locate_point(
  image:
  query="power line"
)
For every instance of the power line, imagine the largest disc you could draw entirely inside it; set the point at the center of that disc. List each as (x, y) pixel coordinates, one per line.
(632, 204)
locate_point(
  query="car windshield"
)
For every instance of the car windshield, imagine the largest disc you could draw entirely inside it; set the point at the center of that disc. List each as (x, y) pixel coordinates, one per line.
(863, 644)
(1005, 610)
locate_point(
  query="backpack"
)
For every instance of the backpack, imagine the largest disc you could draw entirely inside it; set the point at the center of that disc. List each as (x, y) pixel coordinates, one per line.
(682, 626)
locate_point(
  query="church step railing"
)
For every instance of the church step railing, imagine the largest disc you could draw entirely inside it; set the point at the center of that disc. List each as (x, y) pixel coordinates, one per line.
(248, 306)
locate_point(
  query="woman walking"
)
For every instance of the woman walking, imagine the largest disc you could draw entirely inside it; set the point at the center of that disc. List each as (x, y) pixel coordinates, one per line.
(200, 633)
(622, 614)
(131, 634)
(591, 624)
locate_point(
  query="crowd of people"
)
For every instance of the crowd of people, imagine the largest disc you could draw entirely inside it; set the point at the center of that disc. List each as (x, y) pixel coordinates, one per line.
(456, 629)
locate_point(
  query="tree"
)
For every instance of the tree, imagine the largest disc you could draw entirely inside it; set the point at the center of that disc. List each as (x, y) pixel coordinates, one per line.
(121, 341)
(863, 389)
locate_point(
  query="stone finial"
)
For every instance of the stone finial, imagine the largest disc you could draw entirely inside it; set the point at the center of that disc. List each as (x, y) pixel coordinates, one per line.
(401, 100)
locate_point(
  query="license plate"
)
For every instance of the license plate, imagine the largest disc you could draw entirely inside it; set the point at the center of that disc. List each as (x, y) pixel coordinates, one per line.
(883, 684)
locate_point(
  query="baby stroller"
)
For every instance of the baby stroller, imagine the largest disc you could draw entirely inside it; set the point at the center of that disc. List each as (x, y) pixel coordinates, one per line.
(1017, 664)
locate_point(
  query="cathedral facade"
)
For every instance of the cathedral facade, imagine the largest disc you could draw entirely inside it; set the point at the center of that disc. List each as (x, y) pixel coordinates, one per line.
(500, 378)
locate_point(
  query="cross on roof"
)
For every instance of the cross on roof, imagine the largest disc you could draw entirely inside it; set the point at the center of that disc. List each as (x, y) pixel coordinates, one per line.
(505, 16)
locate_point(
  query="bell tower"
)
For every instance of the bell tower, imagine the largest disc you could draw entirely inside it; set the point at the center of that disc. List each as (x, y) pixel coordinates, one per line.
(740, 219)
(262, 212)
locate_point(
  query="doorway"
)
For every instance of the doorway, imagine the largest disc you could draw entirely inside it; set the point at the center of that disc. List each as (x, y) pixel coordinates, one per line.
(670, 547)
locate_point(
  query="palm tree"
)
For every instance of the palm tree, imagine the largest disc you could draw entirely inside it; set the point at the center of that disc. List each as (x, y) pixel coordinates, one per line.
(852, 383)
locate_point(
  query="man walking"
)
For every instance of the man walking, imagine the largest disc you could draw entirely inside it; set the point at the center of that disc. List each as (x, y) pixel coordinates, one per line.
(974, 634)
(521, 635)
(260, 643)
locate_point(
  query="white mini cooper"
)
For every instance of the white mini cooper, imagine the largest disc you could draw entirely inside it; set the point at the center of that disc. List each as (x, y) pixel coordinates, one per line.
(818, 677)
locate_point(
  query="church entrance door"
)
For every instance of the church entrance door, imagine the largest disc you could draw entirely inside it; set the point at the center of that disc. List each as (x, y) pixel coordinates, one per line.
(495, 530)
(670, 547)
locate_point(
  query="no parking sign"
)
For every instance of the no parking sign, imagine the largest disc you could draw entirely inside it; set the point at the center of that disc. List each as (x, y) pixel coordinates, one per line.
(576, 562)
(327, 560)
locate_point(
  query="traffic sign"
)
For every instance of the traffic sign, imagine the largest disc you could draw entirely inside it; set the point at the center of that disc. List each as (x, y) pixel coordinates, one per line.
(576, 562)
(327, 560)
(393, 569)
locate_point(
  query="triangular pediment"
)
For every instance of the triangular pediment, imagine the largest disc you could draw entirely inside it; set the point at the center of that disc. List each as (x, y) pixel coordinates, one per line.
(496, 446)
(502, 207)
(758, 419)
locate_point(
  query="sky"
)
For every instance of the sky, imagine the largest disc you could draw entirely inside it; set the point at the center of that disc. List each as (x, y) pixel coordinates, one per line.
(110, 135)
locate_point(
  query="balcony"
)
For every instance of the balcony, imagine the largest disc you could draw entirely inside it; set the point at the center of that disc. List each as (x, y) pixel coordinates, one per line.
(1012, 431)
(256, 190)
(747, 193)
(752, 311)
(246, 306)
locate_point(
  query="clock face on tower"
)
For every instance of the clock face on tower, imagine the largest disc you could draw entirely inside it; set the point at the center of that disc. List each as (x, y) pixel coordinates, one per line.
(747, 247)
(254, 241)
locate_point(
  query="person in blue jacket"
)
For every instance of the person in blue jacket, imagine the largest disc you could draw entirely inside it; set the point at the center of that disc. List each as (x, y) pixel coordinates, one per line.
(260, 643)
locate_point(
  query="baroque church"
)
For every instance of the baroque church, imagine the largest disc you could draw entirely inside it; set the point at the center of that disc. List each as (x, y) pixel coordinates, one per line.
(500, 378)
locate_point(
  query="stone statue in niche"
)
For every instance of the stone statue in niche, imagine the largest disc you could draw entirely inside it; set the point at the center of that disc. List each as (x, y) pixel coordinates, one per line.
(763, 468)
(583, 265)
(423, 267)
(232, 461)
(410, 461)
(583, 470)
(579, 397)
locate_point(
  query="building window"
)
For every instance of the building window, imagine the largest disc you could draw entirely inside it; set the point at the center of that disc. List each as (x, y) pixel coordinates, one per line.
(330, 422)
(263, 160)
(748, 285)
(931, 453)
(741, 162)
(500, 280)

=====

> _Problem to work on_
Transcribe the data above in full, exactly.

> _Answer below_
locate_point(
  image:
  query="power line"
)
For every instance of the power line, imagine the largest disc you could draw entirely inside it; set the point at the center of that disc. List each as (x, y) pixel coordinates, one per line.
(632, 204)
locate_point(
  query="car windshield"
)
For every instance of the car windshield, imagine the largest disc you could draw entirely inside it; set the point at the center of that disc. List each as (x, y) pixel coordinates, one per line.
(863, 644)
(1005, 610)
locate_point(
  query="backpack"
)
For every instance of the backpack, imagine the largest disc you could draw entirely inside it; set the point at the center of that disc. List each as (x, y) pixel coordinates, one per line.
(682, 626)
locate_point(
  query="church step railing"
)
For every instance of the church step railing, imagine the largest disc you could draw entirely inside it; set the point at the center of that disc. List each as (x, y) pixel coordinates, one per line.
(248, 306)
locate_point(
  query="woman walking"
)
For every instance of the woman walking, imagine the largest disc you could draw entirely inside it; set the point at the center of that disc. List each as (x, y) pixel coordinates, one per line.
(200, 633)
(622, 614)
(131, 634)
(591, 624)
locate_point(
  query="crowd of people"
)
For every instance of the crowd of people, imagine the largest disc you could draw entirely inside it; set the point at the center of that disc. List each as (x, y) pixel coordinates, one per line.
(456, 629)
locate_point(
  query="tree"
)
For every instance of the tree, imagine the largest disc you could draw entirely inside it; set the point at the center of that disc. List each as (x, y) pixel coordinates, one per line.
(121, 341)
(863, 389)
locate_point(
  query="stone finial"
)
For every instance of the stone finial, imagine the largest disc you could draw entirely inside it; set the point at the center of that disc. List each as (x, y) pixel coordinates, one per line.
(401, 100)
locate_point(
  query="license plate"
)
For every instance of the license plate, imagine the largest disc you could draw entirely inside it; set the point at the center of that disc. List each as (x, y) pixel coordinates, one per line.
(883, 684)
locate_point(
  query="baby stroller"
)
For every instance of the baby stroller, imagine the largest disc you could draw entirely inside it; set the point at the center of that disc. List each as (x, y) pixel coordinates, one per line.
(1017, 664)
locate_point(
  query="cathedral facade"
)
For every instance of the cathedral facade, imagine the largest disc you could draw entirely inside it; set the point at the center of that disc. List each as (x, y) pixel coordinates, one per line.
(500, 378)
locate_point(
  query="cross on roof"
)
For every instance of the cross on roof, imagine the largest disc you could draw entirely inside it; set the point at the center of that disc. List each as (x, y) pixel coordinates, one per line.
(505, 16)
locate_point(
  query="bell tower"
)
For every instance of the bell tower, imagine the largest disc you could draw entirely inside it; set the point at the center of that disc. List each as (x, y) pixel coordinates, one per line.
(740, 219)
(262, 212)
locate_point(
  query="doorway"
)
For every instance of the doorway, imagine the largest disc you could draw entirely inside it; set the point at the center of that disc. List each as (x, y) pixel coordinates, one per line.
(670, 547)
locate_point(
  query="palm tree"
)
For every instance of the palm tree, imagine the largest disc you could draw entirely inside it; set the point at the center of that disc. List each as (x, y) pixel coordinates, one per line.
(852, 383)
locate_point(
  query="man walking"
)
For every instance of the man walking, imagine the largest disc you could draw entirely inside it; set the point at the center of that disc. List each as (x, y) pixel coordinates, one per line.
(974, 634)
(521, 635)
(260, 643)
locate_point(
  query="white mini cooper"
)
For every instance of the white mini cooper, imagine the largest disc you could draw entirely inside it; set the point at the center of that disc. List each as (x, y) pixel coordinates, one per line.
(818, 677)
locate_point(
  query="church entrance door"
)
For every instance of the church entrance door, imagine the largest disc you could draw entirely inside it; set the point at the center of that disc. List each as (x, y) pixel coordinates, one per line.
(495, 530)
(670, 547)
locate_point(
  query="no parking sign"
)
For every instance of the no parking sign, imagine the largest disc you could draw entirely inside it; set the point at the center of that disc. List each as (x, y) pixel coordinates, one per line.
(576, 562)
(327, 560)
locate_point(
  query="traffic sign"
)
For every instance of the traffic sign, imagine the largest disc you could draw entirely inside it; set the point at the center of that disc. List each as (x, y) pixel coordinates, one per line.
(576, 562)
(327, 560)
(393, 569)
locate_point(
  query="triangular pediment"
)
For every instance of the triangular pediment, imagine the largest disc you could draw entirely inside it; set the point at the center of that disc. List each as (x, y) pixel coordinates, one per line.
(496, 446)
(502, 207)
(758, 419)
locate_point(
  query="sky"
)
For every instance of the sky, imagine the largest disc you could draw entirely inside it; set the point at the center of that disc. List each as (x, y) pixel coordinates, one per line.
(110, 135)
locate_point(
  query="balcony"
)
For every instance of the balcony, imagine the largest disc you could draw entirely inside it; set the point at the center of that disc. List each as (x, y) pixel coordinates, one per line.
(1012, 431)
(256, 190)
(747, 193)
(752, 311)
(246, 306)
locate_point(
  query="clock face on tower"
)
For every instance of the clock face on tower, imagine the largest disc you could draw entirely inside it; set the point at the center of that disc. List each as (x, y) pixel coordinates, one per line.
(747, 247)
(254, 241)
locate_point(
  query="person in blue jacket"
)
For every instance of the person in blue jacket, imagine the largest disc you could draw entirely inside it; set the point at the center of that disc. List each as (x, y) pixel coordinates, one per line.
(260, 643)
locate_point(
  query="baroque church"
)
For every instance of the baroque church, imagine the largest disc you could draw entirely inside it; set the point at the center of that disc. List each as (x, y) pixel coordinates, one per line.
(500, 378)
locate_point(
  query="stone statue in niche"
)
For every instance of the stone statue in niche, imagine the largest disc you could draw entirely inside it; set the point at the center of that disc. List each as (x, y) pixel coordinates, one per line.
(763, 468)
(583, 265)
(423, 267)
(232, 461)
(410, 461)
(583, 470)
(579, 397)
locate_point(
  query="building window"
)
For every instance of the building window, imagine the largest disc you could draw entirely inside it; set the point at the center of that disc. List each as (x, y) pixel coordinates, one per line.
(330, 422)
(263, 160)
(748, 285)
(931, 453)
(741, 162)
(500, 280)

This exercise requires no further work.